(INFORMATION SHOWN)
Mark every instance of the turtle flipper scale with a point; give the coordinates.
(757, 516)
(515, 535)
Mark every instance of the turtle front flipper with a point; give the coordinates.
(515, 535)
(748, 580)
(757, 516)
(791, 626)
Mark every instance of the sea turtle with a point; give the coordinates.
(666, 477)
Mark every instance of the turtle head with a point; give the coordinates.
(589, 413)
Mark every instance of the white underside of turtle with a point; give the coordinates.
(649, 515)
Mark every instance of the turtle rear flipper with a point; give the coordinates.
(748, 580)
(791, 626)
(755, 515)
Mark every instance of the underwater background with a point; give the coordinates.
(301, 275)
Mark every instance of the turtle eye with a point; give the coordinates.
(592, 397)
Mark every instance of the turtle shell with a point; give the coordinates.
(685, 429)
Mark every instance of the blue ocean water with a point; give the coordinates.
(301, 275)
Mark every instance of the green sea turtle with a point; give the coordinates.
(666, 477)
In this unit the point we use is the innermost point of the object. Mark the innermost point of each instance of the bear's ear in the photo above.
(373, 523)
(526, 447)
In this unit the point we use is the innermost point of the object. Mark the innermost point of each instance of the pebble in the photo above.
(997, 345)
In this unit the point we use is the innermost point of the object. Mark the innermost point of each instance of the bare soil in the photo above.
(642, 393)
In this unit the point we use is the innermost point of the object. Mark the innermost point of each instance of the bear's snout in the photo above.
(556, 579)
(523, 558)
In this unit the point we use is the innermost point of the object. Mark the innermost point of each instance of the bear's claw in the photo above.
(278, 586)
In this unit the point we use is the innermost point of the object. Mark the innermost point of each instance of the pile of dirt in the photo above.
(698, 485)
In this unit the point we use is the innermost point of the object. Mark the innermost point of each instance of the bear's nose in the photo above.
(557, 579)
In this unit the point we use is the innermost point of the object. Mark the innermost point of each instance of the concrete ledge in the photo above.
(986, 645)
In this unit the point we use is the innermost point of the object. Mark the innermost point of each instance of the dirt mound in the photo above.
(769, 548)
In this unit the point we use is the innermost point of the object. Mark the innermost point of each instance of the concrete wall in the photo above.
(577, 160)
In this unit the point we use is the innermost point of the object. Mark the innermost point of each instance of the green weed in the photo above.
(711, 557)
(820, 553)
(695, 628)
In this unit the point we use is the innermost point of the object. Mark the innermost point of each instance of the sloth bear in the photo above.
(End INFORMATION SHOWN)
All entries are to be retyped with no difference from the original.

Mark every instance of the turtle flipper scale with a point; give the coordinates.
(757, 516)
(515, 535)
Mark every instance of the turtle front flipper with a point; give the coordinates.
(515, 535)
(748, 580)
(757, 516)
(791, 626)
Mark every instance of the sea turtle with a point; give the coordinates.
(666, 477)
Mark every instance of the turtle head with a point; give the coordinates.
(589, 413)
Mark every instance of the white underside of turtle with a point; give the coordinates.
(649, 515)
Mark every instance of the turtle rear flipper with a point; give the coordinates.
(748, 580)
(791, 626)
(755, 515)
Mark every instance of the underwater background with a point; give the coordinates.
(301, 275)
Mark every instance of the turtle eye with a point; give the coordinates.
(592, 397)
Mark every instance of the turtle shell with a point; give the coordinates.
(685, 429)
Mark every instance of the blue ocean water with a point; give the coordinates.
(301, 275)
Mark every instance of the green sea turtle with a point; give the coordinates.
(666, 477)
In this unit the point we use is the innermost point of the object. Mark the innermost point of each instance of the bear's ear in the photo above.
(373, 523)
(526, 447)
In this unit the point we use is the innermost point of the object. Mark the innermost point of each instance of the pebble in the photo above.
(997, 345)
In this unit the point we use is the innermost point of the object. Mark the innermost point of each instance of the bare soil in the photo above.
(642, 393)
In this unit the point we use is the innermost point of the object. Mark the innermost point of each instance of the bear's snout in the photo above.
(556, 579)
(523, 558)
In this unit the point we use is the innermost point of the object. Mark the innermost point of each instance of the bear's claw in the photo above.
(278, 586)
In this unit the point we use is the innermost point of the object. Mark the innermost point of each instance of the pile of dirt in the photo above.
(698, 485)
In this unit the point we use is the innermost point of the object. Mark the innermost point of each instance of the bear's nose in the photo above.
(557, 579)
In this unit the point we use is the innermost point of the object. Mark the innermost point of each instance of the concrete ledge in the photo above.
(986, 645)
In this unit the point we use is the innermost point of the object. Mark the innermost point of each instance of the dirt mound in the photo above.
(769, 548)
In this unit the point we use is the innermost point of the object. Mark the innermost point of each instance of the concrete wall in the photo above.
(577, 160)
In this unit the point we use is the innermost point of the object. Mark the innermost point of each instance of the green weed in the photo above.
(711, 557)
(820, 553)
(695, 628)
In this unit the point we use is the innermost point of the object. Mark the innermost point of each instance of the sloth bear in the photo above.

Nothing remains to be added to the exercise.